Pull out every line of the listing below that contains the word "dark". Only matches in the same case count.

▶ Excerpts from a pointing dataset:
* * *

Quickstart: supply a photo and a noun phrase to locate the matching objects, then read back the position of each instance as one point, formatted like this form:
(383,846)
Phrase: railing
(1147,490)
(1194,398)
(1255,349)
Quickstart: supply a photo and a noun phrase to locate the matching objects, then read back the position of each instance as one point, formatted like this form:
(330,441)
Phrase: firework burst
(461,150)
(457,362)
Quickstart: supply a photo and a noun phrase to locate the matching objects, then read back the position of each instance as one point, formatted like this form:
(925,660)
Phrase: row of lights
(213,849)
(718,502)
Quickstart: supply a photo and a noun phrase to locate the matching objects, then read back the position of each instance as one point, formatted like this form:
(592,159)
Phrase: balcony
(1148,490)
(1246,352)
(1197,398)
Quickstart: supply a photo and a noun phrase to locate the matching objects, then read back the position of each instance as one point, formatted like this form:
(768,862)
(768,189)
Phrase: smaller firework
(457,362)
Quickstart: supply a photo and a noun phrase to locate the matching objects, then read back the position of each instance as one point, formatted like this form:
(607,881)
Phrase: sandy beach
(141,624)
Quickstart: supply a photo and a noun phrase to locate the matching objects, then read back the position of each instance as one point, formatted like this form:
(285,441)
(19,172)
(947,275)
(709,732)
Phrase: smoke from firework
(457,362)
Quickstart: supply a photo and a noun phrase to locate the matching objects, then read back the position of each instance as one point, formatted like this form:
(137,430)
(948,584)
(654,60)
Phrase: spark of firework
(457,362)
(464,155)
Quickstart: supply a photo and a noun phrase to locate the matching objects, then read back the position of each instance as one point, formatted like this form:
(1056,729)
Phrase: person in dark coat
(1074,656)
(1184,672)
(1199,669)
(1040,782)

* * *

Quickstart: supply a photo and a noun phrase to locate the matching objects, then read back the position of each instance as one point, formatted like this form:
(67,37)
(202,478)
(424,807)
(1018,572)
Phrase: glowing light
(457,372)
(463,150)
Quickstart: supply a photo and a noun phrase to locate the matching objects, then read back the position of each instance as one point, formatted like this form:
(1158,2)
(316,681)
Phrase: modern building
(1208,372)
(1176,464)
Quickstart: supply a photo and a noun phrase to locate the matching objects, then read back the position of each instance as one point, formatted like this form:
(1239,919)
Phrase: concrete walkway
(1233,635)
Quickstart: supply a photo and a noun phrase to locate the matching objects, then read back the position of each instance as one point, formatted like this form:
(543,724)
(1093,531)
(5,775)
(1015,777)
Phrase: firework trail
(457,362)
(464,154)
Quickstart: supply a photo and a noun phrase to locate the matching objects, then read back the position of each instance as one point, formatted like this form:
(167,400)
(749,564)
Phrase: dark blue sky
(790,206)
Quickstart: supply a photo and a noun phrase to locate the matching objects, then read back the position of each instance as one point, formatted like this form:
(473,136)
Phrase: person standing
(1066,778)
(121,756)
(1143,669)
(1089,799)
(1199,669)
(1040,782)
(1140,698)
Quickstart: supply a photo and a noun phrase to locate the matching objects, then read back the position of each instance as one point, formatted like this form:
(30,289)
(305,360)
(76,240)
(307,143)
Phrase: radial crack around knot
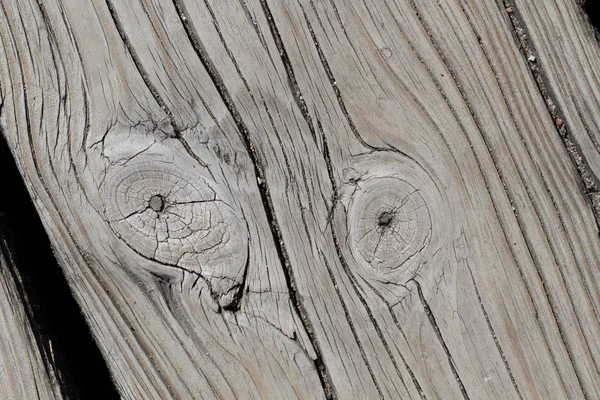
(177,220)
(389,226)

* * *

▶ In response:
Phrase: person in dark coat
Phrase: dark blue sky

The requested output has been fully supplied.